== Task item ==
Express every line of the records below as a JSON list of strings, with one string per line. Leave out blank lines and the pictures.

(Stored data entries)
┏━━
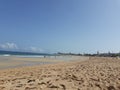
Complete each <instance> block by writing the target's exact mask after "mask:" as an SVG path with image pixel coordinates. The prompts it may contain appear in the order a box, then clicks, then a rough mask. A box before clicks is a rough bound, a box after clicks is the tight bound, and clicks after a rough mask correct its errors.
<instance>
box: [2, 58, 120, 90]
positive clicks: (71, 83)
mask: <svg viewBox="0 0 120 90" xmlns="http://www.w3.org/2000/svg"><path fill="white" fill-rule="evenodd" d="M0 90H120V60H119V59H115V58H93V57H91V58H90V60H86V61H74V62H73V61H71V62H65V63H63V62H62V63H58V64H49V65H42V66H31V67H24V68H15V69H8V70H0Z"/></svg>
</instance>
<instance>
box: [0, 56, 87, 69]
mask: <svg viewBox="0 0 120 90" xmlns="http://www.w3.org/2000/svg"><path fill="white" fill-rule="evenodd" d="M87 59H88V57H80V56H48V57H18V56H0V69H8V68H16V67H25V66H35V65H44V64H53V63H58V62H61V61H64V62H66V61H72V60H87Z"/></svg>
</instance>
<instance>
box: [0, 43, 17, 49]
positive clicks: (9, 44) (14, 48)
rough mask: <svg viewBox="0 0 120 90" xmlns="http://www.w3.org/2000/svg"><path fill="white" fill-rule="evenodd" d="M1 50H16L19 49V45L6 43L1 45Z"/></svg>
┗━━
== Result below ==
[
  "Complete each <instance> block by writing the target's exact mask after \"mask:\" as an SVG path with image pixel coordinates. The prompts it may contain appear in the order a box, then clicks, then a rough mask. A box before clicks is a rough bound, a box after clicks is the tight bound, and clicks after a rough mask correct its errors.",
  "<instance>",
  "box: [2, 58, 120, 90]",
  "positive clicks: (71, 83)",
  "mask: <svg viewBox=\"0 0 120 90\" xmlns=\"http://www.w3.org/2000/svg\"><path fill=\"white\" fill-rule=\"evenodd\" d=\"M0 90H120V60H119V59H115V58H93V57H91V58H90V60H86V61H74V62H73V61H71V62H65V63H63V62H62V63H58V64H49V65H42V66H31V67H24V68H15V69H8V70H0Z\"/></svg>",
  "</instance>",
  "<instance>",
  "box: [0, 56, 87, 69]",
  "mask: <svg viewBox=\"0 0 120 90\" xmlns=\"http://www.w3.org/2000/svg\"><path fill=\"white\" fill-rule=\"evenodd\" d=\"M87 59H88V57H80V56H48V57H18V56H0V69H8V68H16V67H25V66H35V65H44V64H53V63H58V62H61V61H64V62H66V61H72V60H87Z\"/></svg>",
  "</instance>",
  "<instance>",
  "box: [0, 43, 17, 49]",
  "positive clicks: (9, 44) (14, 48)",
  "rough mask: <svg viewBox=\"0 0 120 90\" xmlns=\"http://www.w3.org/2000/svg\"><path fill=\"white\" fill-rule=\"evenodd\" d=\"M1 50H16L19 49V45L6 43L1 45Z\"/></svg>"
]